» EXTRAIT CHOISI:
▬▬▬▬▬▬

Jurisprudence : TA Nice, du 24-01-2025, n° 2406933

TA Nice, du 24-01-2025, n° 2406933

A15646UH

Référence

TA Nice, du 24-01-2025, n° 2406933. Lire en ligne : https://www.lexbase.fr/jurisprudence/115523811-ta-nice-du-24012025-n-2406933
Copier

Abstract

Le fait que la signature d'un contrat a eu lieu le lendemain de la communication d'un référé précontractuel le visant n'entraîne pas son annulation par le juge.


Références

Tribunal Administratif de Nice

N° 2406933


lecture du 24 janvier 2025
REPUBLIQUE FRANCAISE

AU NOM DU PEUPLE FRANCAIS

Vu la procédure suivante :

Par une requête et un mémoire, enregistrés les 16 décembre 2024 et 7 janvier 2025, la société Tessa, représentée par Me Romeo, demande au juge des référés statuant en application de l'article L. 551-18 du code de justice administrative🏛 :

1°) de prononcer la nullité du contrat passé entre la SNEF et la métropole Nice Côte d'Azur le 17 décembre 2024 portant sur la fourniture, installation et maintenance des équipements de terrain et solutions logicielles de radiocommunication.

2°) à titre subsidiaire, de résilier le contrat litigieux ;

3°) dans tous les cas, de mettre à la charge de la Métropole Nice Côte d'Azur une somme de 3 000 au titre de l'article L.761-1 du code de justice administrative🏛.

La société requérante soutient que :

- La Métropole n'aurait pas respecté le délai suspension de la signature du marché en méconnaissance de l'article L.551-1 du code de justice administrative🏛 ;

- La Métropole a manqué à ses obligations de publicité, à défaut d'apporter la preuve de la publication de l'appel à la concurrence au JOUE et de mise en concurrence en dénaturant l'offre des deux sociétés candidates quant à leur prix, en n'écartant pas l'offre de la société SNEF comme étant anormalement basse et comme ne justifiant pas des compétences techniques nécessaires pour l'exécution du marché ;

- En tant qu'attributaire sortant du marché litigieux, l'attribution irrégulière du nouveau marché à la SNEF lui a causé un préjudice direct et certain.

Par des mémoires en défense, enregistrés les 6 et 7 janvier 2025, Métropole Nice Côte d'Azur conclut au rejet de la requête et à l'absence de la sanction prévue à l'article L.551-20 à ce qu'une somme de 3 000 euros soit mise à la charge de la société Tessa.

▬▬▬▬▬▬

» LIGNES:
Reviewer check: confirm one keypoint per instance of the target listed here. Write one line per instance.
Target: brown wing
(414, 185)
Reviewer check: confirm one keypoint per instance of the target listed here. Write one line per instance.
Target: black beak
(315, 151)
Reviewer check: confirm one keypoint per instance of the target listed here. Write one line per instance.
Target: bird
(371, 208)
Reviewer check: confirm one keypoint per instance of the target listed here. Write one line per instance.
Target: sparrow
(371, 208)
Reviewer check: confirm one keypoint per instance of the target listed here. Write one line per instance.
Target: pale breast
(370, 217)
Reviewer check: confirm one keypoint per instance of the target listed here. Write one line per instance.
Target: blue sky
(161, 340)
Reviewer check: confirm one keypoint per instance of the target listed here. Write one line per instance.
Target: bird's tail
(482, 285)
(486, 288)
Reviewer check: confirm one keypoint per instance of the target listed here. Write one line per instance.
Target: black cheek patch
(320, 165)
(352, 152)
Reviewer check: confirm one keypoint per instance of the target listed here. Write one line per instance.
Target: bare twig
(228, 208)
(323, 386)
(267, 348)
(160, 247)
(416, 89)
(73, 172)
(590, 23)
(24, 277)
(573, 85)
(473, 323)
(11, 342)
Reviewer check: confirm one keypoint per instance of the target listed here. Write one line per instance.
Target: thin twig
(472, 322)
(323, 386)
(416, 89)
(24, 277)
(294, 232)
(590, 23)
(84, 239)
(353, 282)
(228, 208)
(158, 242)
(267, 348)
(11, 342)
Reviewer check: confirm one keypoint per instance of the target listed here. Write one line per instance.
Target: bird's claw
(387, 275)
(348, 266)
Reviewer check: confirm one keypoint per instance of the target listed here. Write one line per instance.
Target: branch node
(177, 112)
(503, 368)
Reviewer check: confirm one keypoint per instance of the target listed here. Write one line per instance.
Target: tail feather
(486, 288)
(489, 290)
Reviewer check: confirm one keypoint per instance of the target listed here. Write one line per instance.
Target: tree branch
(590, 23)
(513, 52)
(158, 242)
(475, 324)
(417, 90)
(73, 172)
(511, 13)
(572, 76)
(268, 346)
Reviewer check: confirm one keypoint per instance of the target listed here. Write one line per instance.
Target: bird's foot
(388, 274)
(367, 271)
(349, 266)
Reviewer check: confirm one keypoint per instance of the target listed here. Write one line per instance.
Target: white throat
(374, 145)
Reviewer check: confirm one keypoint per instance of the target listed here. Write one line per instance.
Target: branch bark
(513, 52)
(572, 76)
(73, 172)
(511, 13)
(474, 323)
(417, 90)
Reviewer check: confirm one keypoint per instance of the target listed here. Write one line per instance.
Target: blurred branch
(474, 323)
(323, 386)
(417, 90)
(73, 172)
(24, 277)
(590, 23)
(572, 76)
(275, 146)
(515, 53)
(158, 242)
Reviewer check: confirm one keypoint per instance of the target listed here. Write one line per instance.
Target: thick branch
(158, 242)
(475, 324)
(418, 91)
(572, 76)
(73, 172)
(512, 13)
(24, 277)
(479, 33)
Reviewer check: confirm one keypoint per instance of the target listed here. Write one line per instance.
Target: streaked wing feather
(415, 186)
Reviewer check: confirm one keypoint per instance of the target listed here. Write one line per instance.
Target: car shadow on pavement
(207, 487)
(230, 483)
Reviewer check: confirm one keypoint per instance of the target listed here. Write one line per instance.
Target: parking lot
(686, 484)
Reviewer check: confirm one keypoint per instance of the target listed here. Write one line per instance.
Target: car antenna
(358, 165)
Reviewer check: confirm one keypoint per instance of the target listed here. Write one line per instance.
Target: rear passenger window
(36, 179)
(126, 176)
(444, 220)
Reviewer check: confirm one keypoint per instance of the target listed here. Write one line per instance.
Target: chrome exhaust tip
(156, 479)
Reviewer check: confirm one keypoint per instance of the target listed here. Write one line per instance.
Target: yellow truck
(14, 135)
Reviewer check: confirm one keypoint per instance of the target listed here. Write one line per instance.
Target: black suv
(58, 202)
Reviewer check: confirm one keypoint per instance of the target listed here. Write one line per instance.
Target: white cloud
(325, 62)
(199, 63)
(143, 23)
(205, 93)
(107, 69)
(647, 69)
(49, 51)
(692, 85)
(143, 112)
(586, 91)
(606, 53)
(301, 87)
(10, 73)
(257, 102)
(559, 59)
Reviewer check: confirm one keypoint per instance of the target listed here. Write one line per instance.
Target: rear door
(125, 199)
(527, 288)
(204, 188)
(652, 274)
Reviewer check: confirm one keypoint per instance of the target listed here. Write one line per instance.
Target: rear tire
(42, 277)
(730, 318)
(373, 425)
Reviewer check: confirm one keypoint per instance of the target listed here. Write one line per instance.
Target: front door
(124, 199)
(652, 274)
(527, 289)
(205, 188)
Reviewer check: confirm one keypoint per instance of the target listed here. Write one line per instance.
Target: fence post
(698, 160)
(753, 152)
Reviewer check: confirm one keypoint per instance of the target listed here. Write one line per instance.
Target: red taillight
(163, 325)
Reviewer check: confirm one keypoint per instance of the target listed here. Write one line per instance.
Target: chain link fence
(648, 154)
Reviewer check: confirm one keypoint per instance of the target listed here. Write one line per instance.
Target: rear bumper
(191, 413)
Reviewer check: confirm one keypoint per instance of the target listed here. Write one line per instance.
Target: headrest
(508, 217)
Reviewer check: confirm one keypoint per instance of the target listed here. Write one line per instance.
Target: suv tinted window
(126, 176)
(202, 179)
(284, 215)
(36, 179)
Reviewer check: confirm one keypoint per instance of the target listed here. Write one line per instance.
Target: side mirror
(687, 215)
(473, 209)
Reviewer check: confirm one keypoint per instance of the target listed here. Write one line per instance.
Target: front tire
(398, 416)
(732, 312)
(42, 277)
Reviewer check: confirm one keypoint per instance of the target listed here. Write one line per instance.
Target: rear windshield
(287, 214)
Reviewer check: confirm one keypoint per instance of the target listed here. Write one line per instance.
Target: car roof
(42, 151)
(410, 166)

▬▬▬▬▬▬

» TRAVAIL DEMANDÉ:
1. Recopiez le passage de la décision du tribunal administratif de Nice qui commence par "3°) dans tous" et se poursuit jusqu'à "de justice administrative🏛.".
2. D'après la décision du tribunal administratif de Nice, pourquoi la société Tessa estime-t-elle que l'attribution du nouveau marché à la SNEF lui a causé un préjudice direct et certain ? Répondez en une à trois phrases.

» RÉPONSES PAR TÂCHE:
1.
3°) dans tous les cas, de mettre à la charge de la Métropole Nice Côte d'Azur une somme de 3 000 au titre de l'article L.761-1 du code de justice administrative🏛.

2. Elle estime avoir subi ce préjudice parce qu'elle était l'attributaire sortant du marché litigieux. Selon elle, l'attribution irrégulière du nouveau marché à la SNEF lui a donc causé un préjudice direct et certain.